▸ DATA FOR THE TASK
::::::::
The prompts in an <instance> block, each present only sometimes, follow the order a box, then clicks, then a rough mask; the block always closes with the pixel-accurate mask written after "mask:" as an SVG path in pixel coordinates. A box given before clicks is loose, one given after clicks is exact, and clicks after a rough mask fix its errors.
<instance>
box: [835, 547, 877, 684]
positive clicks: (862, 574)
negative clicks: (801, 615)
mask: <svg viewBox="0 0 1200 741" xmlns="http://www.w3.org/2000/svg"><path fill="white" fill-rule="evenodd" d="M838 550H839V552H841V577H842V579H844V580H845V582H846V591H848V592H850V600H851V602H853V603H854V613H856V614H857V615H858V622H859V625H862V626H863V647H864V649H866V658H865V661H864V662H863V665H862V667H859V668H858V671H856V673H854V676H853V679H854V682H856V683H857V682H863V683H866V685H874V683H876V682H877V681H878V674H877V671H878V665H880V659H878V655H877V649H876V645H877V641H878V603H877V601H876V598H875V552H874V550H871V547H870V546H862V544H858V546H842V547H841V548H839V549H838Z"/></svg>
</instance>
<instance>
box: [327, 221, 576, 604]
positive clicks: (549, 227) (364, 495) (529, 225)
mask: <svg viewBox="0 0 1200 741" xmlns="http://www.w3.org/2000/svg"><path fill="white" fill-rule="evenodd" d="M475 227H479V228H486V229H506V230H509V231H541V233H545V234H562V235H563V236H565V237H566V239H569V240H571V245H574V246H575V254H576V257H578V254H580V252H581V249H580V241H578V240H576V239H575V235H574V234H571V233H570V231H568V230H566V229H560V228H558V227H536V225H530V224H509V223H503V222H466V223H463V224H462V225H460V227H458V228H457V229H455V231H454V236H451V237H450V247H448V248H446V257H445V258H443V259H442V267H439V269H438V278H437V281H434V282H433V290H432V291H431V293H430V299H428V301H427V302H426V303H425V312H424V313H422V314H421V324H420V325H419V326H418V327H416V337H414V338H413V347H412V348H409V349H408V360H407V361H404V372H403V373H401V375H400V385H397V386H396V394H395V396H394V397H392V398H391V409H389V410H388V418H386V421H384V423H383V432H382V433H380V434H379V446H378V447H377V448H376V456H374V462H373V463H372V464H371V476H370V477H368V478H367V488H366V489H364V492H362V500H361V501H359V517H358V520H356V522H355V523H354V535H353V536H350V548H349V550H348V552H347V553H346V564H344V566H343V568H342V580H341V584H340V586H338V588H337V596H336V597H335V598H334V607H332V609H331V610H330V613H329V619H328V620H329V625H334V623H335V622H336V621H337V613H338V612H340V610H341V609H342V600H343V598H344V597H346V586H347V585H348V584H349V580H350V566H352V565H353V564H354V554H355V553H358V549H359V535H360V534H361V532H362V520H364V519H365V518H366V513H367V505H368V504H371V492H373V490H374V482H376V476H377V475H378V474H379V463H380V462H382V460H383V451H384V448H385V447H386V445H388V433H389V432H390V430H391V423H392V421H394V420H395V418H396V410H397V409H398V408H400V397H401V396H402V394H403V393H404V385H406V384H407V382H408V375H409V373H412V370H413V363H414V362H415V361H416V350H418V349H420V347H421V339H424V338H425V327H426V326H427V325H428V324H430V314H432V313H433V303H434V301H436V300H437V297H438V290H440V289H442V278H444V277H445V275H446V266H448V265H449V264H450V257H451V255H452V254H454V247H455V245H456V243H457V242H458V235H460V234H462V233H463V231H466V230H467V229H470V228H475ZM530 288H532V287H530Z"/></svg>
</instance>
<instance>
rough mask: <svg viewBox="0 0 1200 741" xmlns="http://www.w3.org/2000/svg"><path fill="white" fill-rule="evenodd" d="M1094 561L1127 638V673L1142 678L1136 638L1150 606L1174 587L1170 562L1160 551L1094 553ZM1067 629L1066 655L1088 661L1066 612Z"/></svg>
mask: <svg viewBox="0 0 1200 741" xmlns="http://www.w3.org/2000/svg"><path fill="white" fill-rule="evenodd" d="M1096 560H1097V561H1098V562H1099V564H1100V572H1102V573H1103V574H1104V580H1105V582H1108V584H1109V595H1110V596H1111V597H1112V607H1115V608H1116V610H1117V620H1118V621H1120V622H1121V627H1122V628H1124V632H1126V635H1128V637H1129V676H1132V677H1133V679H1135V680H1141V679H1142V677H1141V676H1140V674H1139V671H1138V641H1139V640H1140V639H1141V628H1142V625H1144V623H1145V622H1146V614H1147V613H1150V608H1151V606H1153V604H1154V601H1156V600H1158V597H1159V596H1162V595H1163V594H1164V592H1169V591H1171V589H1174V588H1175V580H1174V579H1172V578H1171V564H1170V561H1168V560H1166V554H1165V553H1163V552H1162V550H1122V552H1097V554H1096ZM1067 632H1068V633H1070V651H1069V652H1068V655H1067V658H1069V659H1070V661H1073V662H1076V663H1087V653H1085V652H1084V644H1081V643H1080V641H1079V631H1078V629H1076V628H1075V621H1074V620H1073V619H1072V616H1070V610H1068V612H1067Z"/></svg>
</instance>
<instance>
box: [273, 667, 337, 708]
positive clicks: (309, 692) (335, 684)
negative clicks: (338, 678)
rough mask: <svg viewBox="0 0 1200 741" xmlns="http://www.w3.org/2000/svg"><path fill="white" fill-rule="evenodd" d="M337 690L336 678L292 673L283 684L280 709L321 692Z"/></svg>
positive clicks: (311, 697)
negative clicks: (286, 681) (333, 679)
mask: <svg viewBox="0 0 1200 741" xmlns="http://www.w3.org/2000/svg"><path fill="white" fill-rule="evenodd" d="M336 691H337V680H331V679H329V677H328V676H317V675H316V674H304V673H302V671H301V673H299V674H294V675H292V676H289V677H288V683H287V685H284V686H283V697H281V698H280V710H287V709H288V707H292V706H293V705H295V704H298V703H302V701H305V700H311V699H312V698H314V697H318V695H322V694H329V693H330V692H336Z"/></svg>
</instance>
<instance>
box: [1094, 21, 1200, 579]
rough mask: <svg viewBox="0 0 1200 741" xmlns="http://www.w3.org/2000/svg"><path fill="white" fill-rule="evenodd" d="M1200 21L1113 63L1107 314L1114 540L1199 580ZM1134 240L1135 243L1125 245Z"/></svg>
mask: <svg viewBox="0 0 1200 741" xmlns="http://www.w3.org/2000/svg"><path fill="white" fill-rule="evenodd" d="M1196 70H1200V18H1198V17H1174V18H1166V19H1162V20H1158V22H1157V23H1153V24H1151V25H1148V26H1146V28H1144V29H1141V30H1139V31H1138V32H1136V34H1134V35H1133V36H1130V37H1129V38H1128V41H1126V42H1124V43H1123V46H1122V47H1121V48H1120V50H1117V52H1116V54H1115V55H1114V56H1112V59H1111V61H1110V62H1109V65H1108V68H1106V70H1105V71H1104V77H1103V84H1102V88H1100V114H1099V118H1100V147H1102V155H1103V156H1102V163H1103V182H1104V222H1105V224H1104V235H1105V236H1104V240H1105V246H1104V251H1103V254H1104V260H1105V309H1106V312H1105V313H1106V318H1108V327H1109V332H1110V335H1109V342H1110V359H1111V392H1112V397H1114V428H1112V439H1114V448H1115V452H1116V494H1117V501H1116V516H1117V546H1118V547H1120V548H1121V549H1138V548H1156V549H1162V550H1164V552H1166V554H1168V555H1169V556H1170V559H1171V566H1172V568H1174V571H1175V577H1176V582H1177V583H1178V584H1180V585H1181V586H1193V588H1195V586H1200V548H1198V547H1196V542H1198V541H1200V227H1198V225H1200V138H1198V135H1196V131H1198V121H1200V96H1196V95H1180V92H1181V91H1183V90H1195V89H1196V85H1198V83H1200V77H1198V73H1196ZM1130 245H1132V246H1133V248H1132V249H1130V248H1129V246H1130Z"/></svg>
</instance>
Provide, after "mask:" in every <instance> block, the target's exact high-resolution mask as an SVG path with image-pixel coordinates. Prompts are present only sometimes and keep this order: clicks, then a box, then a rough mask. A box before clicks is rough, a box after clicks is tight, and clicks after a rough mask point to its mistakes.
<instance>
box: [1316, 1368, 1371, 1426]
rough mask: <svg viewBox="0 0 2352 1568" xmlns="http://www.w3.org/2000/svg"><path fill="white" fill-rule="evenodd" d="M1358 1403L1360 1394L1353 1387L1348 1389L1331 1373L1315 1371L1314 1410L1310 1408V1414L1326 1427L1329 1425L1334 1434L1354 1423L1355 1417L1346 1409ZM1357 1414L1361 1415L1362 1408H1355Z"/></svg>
::::::::
For this exercise, please output exactly the lines above starting at the line with "positive clicks: (862, 574)" and ending at the line with "box: [327, 221, 576, 604]", ends included.

positive clicks: (862, 574)
negative clicks: (801, 615)
mask: <svg viewBox="0 0 1200 741" xmlns="http://www.w3.org/2000/svg"><path fill="white" fill-rule="evenodd" d="M838 550H839V552H841V577H842V579H844V580H845V582H846V591H848V592H850V600H851V602H853V603H854V613H856V614H857V615H858V622H859V625H862V626H863V647H864V649H866V658H865V661H864V662H863V665H862V667H859V668H858V671H856V673H854V676H853V679H854V682H856V683H857V682H863V683H866V685H874V683H876V682H877V681H878V674H877V671H878V665H880V659H878V655H877V649H876V645H877V641H878V603H877V601H876V598H875V552H874V550H871V547H870V546H862V544H858V546H842V547H841V548H839V549H838Z"/></svg>
</instance>
<instance>
box: [327, 221, 576, 604]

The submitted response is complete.